▸ REQUIREMENTS: Write out the data below line for line, changing nothing.

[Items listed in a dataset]
%%

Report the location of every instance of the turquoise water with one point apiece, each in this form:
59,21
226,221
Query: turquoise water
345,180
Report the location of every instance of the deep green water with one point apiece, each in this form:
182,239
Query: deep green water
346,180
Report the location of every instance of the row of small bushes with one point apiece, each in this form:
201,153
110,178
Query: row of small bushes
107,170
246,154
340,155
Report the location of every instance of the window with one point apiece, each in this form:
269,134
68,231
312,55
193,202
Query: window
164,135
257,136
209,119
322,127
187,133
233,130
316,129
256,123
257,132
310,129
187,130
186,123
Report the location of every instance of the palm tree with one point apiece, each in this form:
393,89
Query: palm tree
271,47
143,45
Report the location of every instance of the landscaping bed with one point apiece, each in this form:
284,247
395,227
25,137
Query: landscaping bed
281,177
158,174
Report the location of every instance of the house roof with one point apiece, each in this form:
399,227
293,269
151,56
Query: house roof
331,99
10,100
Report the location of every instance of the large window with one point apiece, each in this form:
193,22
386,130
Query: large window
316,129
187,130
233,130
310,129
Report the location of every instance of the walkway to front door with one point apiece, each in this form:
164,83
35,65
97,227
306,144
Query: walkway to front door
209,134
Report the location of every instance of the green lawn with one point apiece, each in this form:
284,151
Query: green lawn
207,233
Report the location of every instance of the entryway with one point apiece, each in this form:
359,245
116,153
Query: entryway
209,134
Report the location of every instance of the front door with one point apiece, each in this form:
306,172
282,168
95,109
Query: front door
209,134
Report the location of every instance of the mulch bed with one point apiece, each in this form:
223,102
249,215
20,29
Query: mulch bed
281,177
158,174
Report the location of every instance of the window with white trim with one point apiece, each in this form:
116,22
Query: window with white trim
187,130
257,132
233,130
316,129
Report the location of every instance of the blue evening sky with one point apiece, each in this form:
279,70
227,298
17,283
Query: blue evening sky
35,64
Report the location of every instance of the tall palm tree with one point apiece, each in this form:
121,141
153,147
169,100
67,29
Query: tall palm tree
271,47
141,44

%%

▸ RESPONSE:
Report the location of every instance of the turquoise water with one point apiece, each in this form:
59,21
226,221
Query: turquoise water
345,180
Report the location of every instance of the deep green water with one point apiece, each in this form:
182,239
Query: deep green water
346,180
Report the location of every instance of the row of small bushes with one point apiece, each in this form:
201,153
110,178
Query: row of small bushes
107,170
246,154
340,155
Report the location of every instance of the window with one point apiece, each in this form:
269,134
68,231
312,55
193,202
Query: window
164,135
257,136
209,119
322,127
187,133
233,130
316,129
256,123
257,132
310,129
187,130
186,123
Report the location of every instance of the palm tree with one point apiece, each in this form:
393,89
Query: palm tree
271,47
143,45
Report the location of every instance of the landscaping bed with one point apiece, each in this form:
284,247
395,227
25,137
Query: landscaping bed
281,177
158,174
Report the location of every instance of the house roof with one point apiece, each in this form:
399,227
293,269
151,56
Query: house roof
331,99
10,100
Report the location of every instance of the large window with one point apiece, each in this form:
193,22
386,130
Query: large window
316,129
187,130
233,130
310,129
Report the location of every instance of the walkway to front door with one point apiece, each in this form:
164,83
35,65
97,227
306,144
Query: walkway to front door
209,134
Report the location of every instance of the green lawn with one point apiece, each in this form:
284,151
Query: green lawn
207,233
Report the location of every instance of the entryway with one point apiece, each in this form:
359,245
116,153
Query: entryway
209,134
Report the location of every instance of the front door with one point apiece, each in this form:
306,172
282,168
95,109
Query: front door
209,134
Report the location of every instance of the mulch bed with one point apiece, each in this form:
223,102
249,215
20,29
Query: mulch bed
281,177
158,174
Report the location of every instance of the window with white trim with one point apiece, each in this form:
116,22
Query: window with white trim
187,130
257,132
233,130
316,129
Report the location of every instance of the blue evening sky with one point apiece, each in this form:
279,70
227,298
17,283
Query: blue evening sky
35,64
Report the location of every instance of the tall palm tree with one point apiece, each in this form:
121,141
153,147
169,100
67,29
Query: tall palm tree
271,47
141,44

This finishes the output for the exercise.